**Task requirements**
Copy all the material that follows, keeping every character the same.

====================

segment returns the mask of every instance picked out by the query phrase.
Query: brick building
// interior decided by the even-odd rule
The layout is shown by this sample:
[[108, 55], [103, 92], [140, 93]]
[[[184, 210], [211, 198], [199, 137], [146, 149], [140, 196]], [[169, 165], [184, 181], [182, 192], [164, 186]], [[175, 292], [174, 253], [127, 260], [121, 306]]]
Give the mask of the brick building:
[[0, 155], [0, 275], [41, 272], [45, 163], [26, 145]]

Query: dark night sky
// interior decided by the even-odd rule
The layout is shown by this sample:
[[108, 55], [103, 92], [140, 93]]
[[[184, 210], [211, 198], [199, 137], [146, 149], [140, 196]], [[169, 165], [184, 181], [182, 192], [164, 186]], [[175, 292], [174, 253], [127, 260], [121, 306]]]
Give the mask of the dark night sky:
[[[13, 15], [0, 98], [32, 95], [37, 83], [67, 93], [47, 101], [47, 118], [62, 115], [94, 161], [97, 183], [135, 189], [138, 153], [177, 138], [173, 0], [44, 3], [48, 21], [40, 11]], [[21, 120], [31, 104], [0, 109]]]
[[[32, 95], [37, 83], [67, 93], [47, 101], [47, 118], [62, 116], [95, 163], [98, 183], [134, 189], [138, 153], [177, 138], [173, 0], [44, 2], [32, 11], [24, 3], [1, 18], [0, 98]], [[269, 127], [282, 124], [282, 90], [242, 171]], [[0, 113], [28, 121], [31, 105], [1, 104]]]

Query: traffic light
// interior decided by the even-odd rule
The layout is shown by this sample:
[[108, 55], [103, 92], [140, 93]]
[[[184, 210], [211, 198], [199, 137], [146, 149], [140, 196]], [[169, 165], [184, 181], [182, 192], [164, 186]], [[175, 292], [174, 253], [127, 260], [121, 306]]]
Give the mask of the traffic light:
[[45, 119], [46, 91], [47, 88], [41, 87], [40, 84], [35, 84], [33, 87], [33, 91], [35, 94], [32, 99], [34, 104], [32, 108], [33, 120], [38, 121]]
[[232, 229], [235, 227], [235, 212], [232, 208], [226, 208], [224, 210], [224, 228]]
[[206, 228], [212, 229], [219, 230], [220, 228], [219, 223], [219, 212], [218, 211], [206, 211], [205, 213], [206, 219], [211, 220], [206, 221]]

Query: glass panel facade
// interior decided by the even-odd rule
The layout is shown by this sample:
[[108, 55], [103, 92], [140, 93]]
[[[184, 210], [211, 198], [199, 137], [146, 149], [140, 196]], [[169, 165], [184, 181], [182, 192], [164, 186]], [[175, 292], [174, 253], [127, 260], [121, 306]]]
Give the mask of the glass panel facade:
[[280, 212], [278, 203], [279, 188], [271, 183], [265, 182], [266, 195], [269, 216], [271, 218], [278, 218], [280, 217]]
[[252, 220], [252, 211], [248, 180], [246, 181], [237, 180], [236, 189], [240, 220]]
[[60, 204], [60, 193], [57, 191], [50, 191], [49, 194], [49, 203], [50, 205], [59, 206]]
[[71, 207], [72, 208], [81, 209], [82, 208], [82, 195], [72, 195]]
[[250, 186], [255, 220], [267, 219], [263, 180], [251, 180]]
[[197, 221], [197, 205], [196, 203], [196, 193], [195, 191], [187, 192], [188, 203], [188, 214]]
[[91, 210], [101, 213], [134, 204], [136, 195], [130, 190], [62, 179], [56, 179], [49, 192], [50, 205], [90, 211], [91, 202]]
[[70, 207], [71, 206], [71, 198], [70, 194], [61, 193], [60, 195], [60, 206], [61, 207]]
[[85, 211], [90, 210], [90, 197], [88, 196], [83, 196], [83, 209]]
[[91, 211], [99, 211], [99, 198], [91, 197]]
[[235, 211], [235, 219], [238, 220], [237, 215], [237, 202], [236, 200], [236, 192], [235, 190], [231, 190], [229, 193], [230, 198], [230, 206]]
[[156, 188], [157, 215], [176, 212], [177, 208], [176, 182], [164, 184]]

====================

**Full solution**
segment returns the mask of every instance picked out by the query phrase.
Query: brick building
// interior decided by the even-odd rule
The layout is shown by this sample:
[[108, 55], [103, 92], [140, 93]]
[[[184, 210], [211, 198], [199, 137], [146, 149], [140, 196]], [[169, 165], [184, 181], [182, 192], [164, 186]], [[175, 292], [174, 253], [127, 260], [121, 306]]]
Give the mask of the brick building:
[[0, 155], [0, 275], [41, 272], [45, 163], [26, 145]]

Query: dark night sky
// interior decided by the even-odd rule
The layout is shown by this sample:
[[108, 55], [103, 92], [140, 93]]
[[[184, 210], [211, 198], [199, 137], [146, 149], [140, 196]], [[169, 165], [184, 181], [182, 192], [164, 186]], [[175, 292], [174, 253], [127, 260], [121, 306]]]
Give the mask of the dark night sky:
[[[13, 15], [0, 98], [32, 95], [37, 83], [67, 93], [47, 101], [47, 118], [62, 115], [94, 161], [97, 183], [135, 189], [138, 153], [177, 138], [173, 0], [44, 3], [48, 21], [40, 11]], [[21, 120], [31, 104], [0, 109]]]
[[[32, 95], [37, 83], [67, 93], [47, 101], [47, 118], [62, 116], [95, 163], [98, 183], [134, 189], [138, 153], [177, 138], [173, 0], [44, 2], [32, 11], [24, 3], [1, 18], [0, 98]], [[269, 127], [282, 124], [282, 90], [242, 171]], [[0, 113], [28, 121], [31, 105], [1, 104]]]

Query: traffic light
// interior decided by the even-odd rule
The layout is shown by this sample:
[[108, 55], [103, 92], [140, 93]]
[[[184, 210], [211, 198], [199, 137], [146, 149], [140, 196]], [[169, 165], [184, 181], [182, 192], [164, 186]], [[175, 292], [174, 253], [127, 260], [121, 306]]]
Give the mask of the traffic light:
[[45, 119], [46, 91], [47, 88], [41, 87], [40, 84], [35, 84], [33, 87], [33, 91], [35, 94], [32, 99], [34, 104], [32, 108], [33, 120], [38, 121]]
[[232, 229], [235, 227], [235, 212], [232, 208], [226, 208], [224, 210], [224, 228]]
[[206, 228], [212, 229], [219, 230], [220, 228], [219, 223], [219, 212], [218, 211], [206, 211], [205, 213], [206, 219], [211, 220], [206, 221]]

Query: glass panel facade
// interior decided by the even-odd rule
The layout is shown by this sample:
[[108, 55], [103, 92], [140, 93]]
[[[184, 210], [211, 198], [199, 137], [146, 149], [140, 196]], [[169, 165], [184, 181], [182, 192], [164, 186]], [[175, 292], [174, 253], [127, 260], [121, 306]]]
Give the mask of the glass panel facade:
[[280, 212], [278, 203], [279, 188], [271, 183], [265, 182], [266, 195], [269, 216], [271, 218], [278, 218], [280, 217]]
[[252, 220], [252, 211], [248, 180], [246, 181], [237, 180], [236, 189], [240, 220]]
[[60, 204], [60, 193], [57, 191], [50, 191], [49, 194], [49, 203], [50, 205], [59, 206]]
[[71, 207], [72, 208], [81, 209], [82, 208], [82, 195], [72, 195]]
[[250, 186], [255, 220], [267, 219], [263, 180], [251, 180]]
[[197, 221], [197, 205], [196, 203], [196, 193], [195, 191], [187, 192], [188, 203], [188, 214]]
[[91, 210], [101, 213], [134, 204], [136, 195], [130, 190], [62, 179], [56, 179], [49, 192], [50, 205], [90, 211], [91, 202]]
[[70, 207], [71, 206], [71, 198], [70, 194], [61, 193], [60, 195], [60, 206], [61, 207]]
[[85, 211], [90, 210], [90, 197], [88, 196], [83, 196], [83, 209]]
[[91, 211], [99, 211], [99, 198], [91, 197]]
[[235, 211], [235, 219], [238, 220], [237, 215], [237, 202], [236, 200], [236, 192], [235, 190], [231, 190], [229, 193], [230, 198], [230, 206]]
[[156, 188], [157, 215], [176, 212], [177, 208], [176, 182], [164, 184]]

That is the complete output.